:: Your task ::
Transcribe every entry word for word, but drop the pictures.

─── Provided records ───

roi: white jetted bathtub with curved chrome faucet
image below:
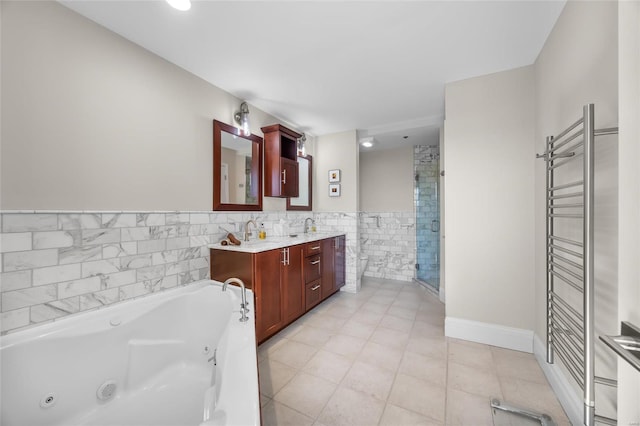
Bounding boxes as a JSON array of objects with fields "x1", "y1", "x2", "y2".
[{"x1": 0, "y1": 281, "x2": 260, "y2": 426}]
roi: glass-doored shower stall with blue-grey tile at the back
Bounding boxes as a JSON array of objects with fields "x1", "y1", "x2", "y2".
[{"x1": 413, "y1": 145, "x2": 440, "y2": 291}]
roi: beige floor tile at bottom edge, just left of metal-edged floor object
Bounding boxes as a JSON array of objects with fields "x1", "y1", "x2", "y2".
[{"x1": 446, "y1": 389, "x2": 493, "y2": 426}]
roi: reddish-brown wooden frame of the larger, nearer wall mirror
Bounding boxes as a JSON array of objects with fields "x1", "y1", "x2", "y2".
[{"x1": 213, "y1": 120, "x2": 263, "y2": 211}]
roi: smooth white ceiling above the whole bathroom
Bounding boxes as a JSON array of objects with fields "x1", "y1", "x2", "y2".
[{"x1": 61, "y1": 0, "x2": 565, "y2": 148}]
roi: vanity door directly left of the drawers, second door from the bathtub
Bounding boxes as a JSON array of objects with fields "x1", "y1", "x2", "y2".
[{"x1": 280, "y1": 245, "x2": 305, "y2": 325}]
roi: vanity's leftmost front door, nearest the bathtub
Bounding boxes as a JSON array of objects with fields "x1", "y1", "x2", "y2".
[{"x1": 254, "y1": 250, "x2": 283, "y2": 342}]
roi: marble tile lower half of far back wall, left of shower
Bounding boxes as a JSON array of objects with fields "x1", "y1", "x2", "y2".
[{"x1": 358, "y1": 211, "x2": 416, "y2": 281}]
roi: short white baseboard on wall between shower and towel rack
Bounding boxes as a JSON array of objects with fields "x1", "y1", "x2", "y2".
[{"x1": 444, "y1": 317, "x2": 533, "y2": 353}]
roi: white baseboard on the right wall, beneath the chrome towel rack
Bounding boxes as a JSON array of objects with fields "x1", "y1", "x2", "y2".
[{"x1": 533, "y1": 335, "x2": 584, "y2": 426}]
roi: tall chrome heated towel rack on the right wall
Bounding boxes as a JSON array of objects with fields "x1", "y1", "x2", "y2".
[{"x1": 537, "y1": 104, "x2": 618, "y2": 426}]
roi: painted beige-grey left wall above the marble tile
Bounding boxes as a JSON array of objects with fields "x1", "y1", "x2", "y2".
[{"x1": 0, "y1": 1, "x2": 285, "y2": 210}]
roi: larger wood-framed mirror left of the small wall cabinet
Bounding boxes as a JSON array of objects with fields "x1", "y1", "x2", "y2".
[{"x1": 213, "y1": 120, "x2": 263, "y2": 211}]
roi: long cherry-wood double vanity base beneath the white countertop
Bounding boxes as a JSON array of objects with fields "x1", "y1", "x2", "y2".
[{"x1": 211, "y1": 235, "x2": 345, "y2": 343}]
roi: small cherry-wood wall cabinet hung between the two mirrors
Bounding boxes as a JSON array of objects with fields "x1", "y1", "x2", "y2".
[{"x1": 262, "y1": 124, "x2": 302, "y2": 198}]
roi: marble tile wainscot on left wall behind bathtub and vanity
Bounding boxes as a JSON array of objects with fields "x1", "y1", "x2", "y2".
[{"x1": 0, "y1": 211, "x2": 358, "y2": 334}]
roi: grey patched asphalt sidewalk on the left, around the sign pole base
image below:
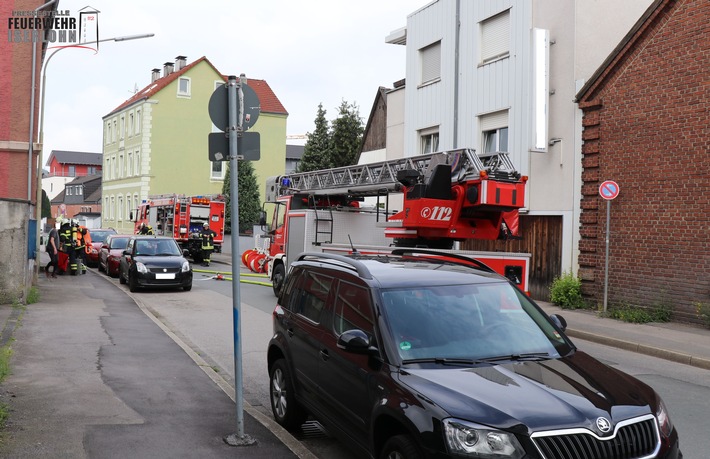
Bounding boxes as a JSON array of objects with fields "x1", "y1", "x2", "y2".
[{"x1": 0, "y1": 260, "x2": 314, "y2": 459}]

───

:: Answer space ::
roi: white jetted bathtub with curved chrome faucet
image below:
Bounding boxes as a JSON array of objects with fields "x1", "y1", "x2", "y2".
[{"x1": 0, "y1": 281, "x2": 260, "y2": 426}]
roi: glass-doored shower stall with blue-grey tile at the back
Bounding boxes as a JSON array of objects with fields "x1", "y1", "x2", "y2".
[{"x1": 413, "y1": 145, "x2": 440, "y2": 291}]
roi: beige floor tile at bottom edge, just left of metal-edged floor object
Bounding boxes as a JSON array of objects with fields "x1", "y1", "x2", "y2".
[{"x1": 446, "y1": 389, "x2": 493, "y2": 426}]
roi: reddish-brown wooden frame of the larger, nearer wall mirror
Bounding boxes as a JSON array of objects with fields "x1", "y1", "x2", "y2".
[{"x1": 213, "y1": 120, "x2": 263, "y2": 211}]
roi: smooth white ceiling above the whole bathroom
Bounding boxes as a JSON array of objects with fields "x1", "y1", "x2", "y2".
[{"x1": 61, "y1": 0, "x2": 565, "y2": 148}]
roi: vanity door directly left of the drawers, second door from the bathtub
Bounding boxes as a JSON array of objects with fields "x1", "y1", "x2", "y2".
[{"x1": 280, "y1": 245, "x2": 305, "y2": 325}]
roi: vanity's leftmost front door, nearest the bathtub
Bounding boxes as a JSON array of objects with fields "x1", "y1", "x2", "y2".
[{"x1": 254, "y1": 250, "x2": 283, "y2": 342}]
roi: marble tile lower half of far back wall, left of shower
Bounding boxes as a JSON array of objects with fields "x1", "y1", "x2", "y2".
[{"x1": 358, "y1": 211, "x2": 416, "y2": 281}]
roi: short white baseboard on wall between shower and towel rack
Bounding boxes as a JSON array of objects with fields "x1", "y1", "x2", "y2".
[{"x1": 444, "y1": 317, "x2": 533, "y2": 353}]
roi: white baseboard on the right wall, beneath the chrome towel rack
Bounding boxes as a JSON array of objects with fields "x1", "y1", "x2", "y2".
[{"x1": 533, "y1": 335, "x2": 584, "y2": 426}]
roi: tall chrome heated towel rack on the right wall
Bounding boxes as a JSON array of objects with fields "x1", "y1", "x2", "y2".
[{"x1": 537, "y1": 104, "x2": 618, "y2": 426}]
roi: painted beige-grey left wall above the marble tile
Bounding boxes as a JSON array of objects with fields "x1", "y1", "x2", "y2".
[{"x1": 0, "y1": 1, "x2": 285, "y2": 210}]
roi: larger wood-framed mirror left of the small wall cabinet
Bounding boxes as a JSON array of objects with fields "x1", "y1", "x2", "y2".
[{"x1": 213, "y1": 120, "x2": 263, "y2": 211}]
roi: long cherry-wood double vanity base beneath the white countertop
Bounding boxes as a JSON array of objects with fields "x1", "y1", "x2", "y2".
[{"x1": 211, "y1": 235, "x2": 345, "y2": 343}]
roi: small cherry-wood wall cabinet hung between the two mirrors
Bounding boxes as a JSON array of objects with fields "x1", "y1", "x2", "y2".
[{"x1": 262, "y1": 124, "x2": 302, "y2": 198}]
roi: marble tile wainscot on left wall behind bathtub and vanity
Bounding boxes as a JSON array of objects with fields "x1", "y1", "x2", "y2".
[{"x1": 0, "y1": 211, "x2": 358, "y2": 334}]
roi: grey patched asphalt sidewalk on the left, around the sign pole base
image below:
Bounding boxes as a JSON array of objects with fields "x1", "y1", "x2", "y2".
[{"x1": 0, "y1": 260, "x2": 314, "y2": 459}]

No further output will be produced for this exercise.